EXERCISE:
Copy out each line of the material in which the word "wearing" can be found.

INFORMATION GIVEN:
• • •

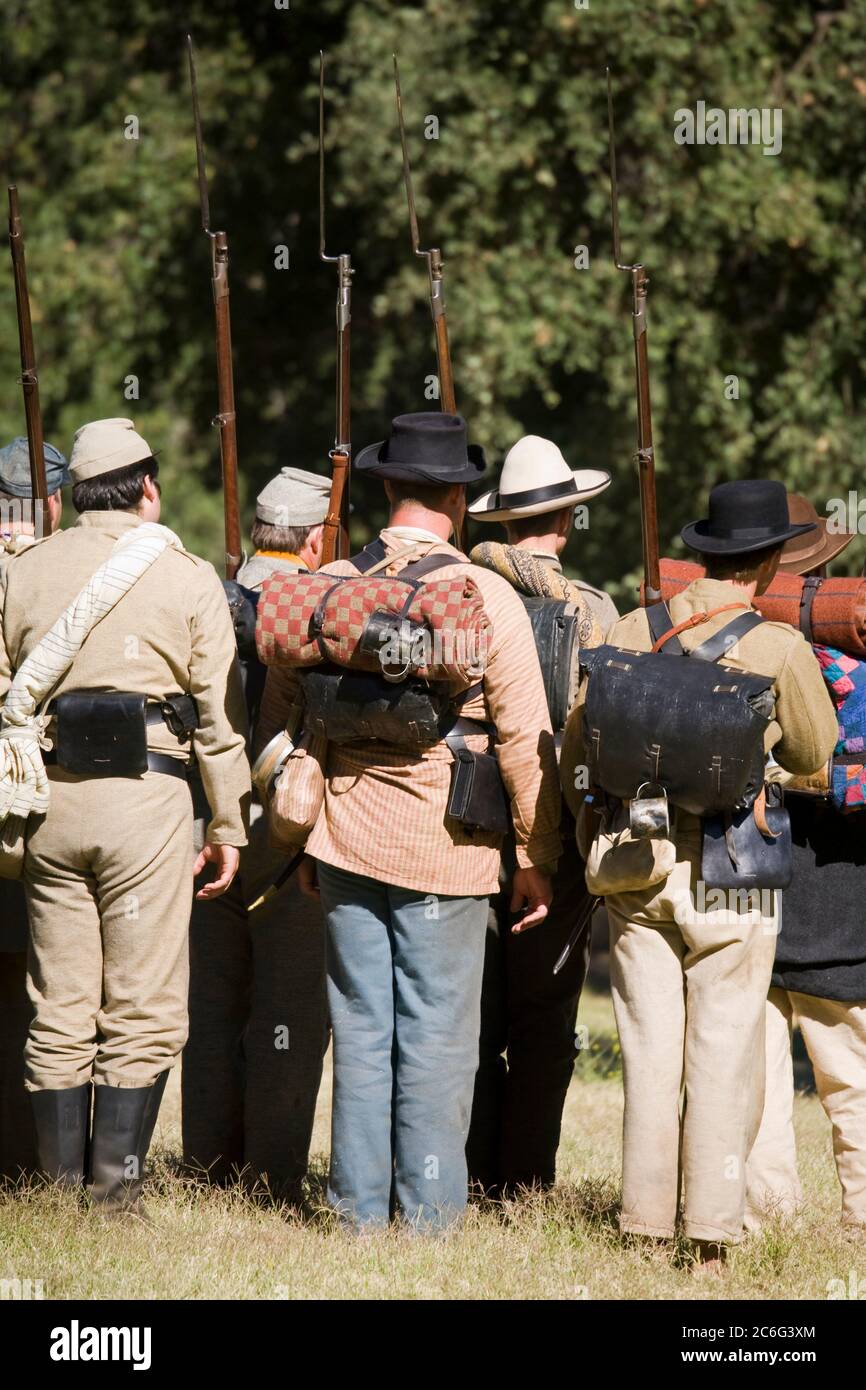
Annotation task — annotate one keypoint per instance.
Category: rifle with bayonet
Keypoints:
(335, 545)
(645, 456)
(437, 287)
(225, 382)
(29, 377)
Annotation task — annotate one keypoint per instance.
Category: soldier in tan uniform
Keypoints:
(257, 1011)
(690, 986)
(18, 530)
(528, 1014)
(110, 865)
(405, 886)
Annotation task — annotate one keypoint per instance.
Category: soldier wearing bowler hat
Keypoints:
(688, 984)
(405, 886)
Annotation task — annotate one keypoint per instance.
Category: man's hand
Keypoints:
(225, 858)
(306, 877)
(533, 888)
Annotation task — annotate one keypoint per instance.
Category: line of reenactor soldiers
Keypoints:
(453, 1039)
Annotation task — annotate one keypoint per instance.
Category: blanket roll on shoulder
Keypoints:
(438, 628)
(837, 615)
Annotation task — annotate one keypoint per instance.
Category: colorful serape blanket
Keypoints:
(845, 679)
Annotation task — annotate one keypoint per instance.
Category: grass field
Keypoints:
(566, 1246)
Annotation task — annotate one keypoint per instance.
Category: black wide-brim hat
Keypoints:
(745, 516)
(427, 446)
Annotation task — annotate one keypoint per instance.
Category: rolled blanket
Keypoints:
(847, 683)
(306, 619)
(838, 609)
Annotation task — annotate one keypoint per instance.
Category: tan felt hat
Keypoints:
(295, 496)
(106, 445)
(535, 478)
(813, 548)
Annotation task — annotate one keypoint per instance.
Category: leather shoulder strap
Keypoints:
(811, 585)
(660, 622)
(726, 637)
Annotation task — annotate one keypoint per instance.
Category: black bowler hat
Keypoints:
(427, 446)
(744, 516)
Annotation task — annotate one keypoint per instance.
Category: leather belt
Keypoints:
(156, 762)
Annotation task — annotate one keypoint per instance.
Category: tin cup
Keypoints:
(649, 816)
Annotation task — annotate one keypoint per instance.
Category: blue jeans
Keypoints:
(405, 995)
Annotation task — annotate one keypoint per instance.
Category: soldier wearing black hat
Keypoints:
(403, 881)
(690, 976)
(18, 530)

• • •

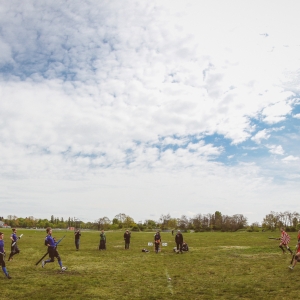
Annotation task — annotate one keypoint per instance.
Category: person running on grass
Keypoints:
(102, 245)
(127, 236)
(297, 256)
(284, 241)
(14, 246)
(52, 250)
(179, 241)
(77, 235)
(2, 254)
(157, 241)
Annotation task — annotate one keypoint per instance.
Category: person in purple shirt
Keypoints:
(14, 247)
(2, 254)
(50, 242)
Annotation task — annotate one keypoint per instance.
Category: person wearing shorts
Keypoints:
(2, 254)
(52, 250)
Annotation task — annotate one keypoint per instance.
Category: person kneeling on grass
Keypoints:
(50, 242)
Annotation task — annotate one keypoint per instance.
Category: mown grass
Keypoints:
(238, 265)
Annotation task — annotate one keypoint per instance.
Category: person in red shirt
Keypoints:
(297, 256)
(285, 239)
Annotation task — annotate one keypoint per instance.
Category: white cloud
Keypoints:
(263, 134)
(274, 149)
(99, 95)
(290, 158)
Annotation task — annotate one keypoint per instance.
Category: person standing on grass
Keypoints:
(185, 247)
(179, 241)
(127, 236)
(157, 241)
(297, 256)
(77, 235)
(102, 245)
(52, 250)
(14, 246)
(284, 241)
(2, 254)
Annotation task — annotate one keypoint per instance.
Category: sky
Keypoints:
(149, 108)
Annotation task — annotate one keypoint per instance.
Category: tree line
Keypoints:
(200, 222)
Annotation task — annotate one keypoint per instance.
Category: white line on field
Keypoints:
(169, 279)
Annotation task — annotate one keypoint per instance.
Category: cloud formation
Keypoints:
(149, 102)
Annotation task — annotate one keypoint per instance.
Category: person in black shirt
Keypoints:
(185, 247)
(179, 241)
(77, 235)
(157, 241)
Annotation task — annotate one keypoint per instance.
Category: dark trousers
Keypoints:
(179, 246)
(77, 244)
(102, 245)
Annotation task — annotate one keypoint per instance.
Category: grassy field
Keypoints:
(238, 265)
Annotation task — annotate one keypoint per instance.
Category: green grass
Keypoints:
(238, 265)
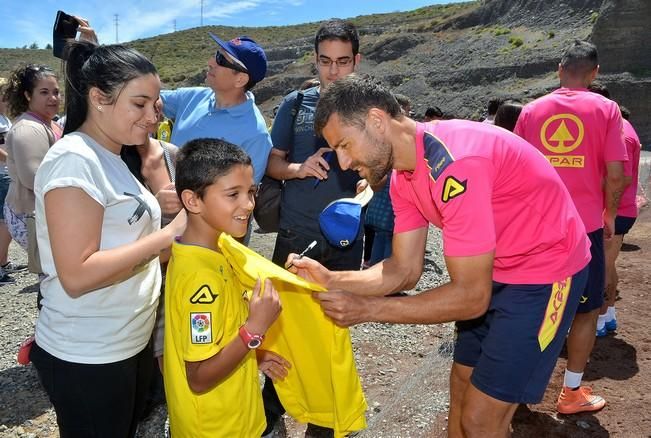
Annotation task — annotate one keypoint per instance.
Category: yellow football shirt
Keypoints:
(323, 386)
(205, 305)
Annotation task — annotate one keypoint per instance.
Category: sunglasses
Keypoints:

• • •

WRITTEN SOLUTION:
Category: soldier wearing bowler hat
Category: soldier wearing black hat
Category: person wearing shorts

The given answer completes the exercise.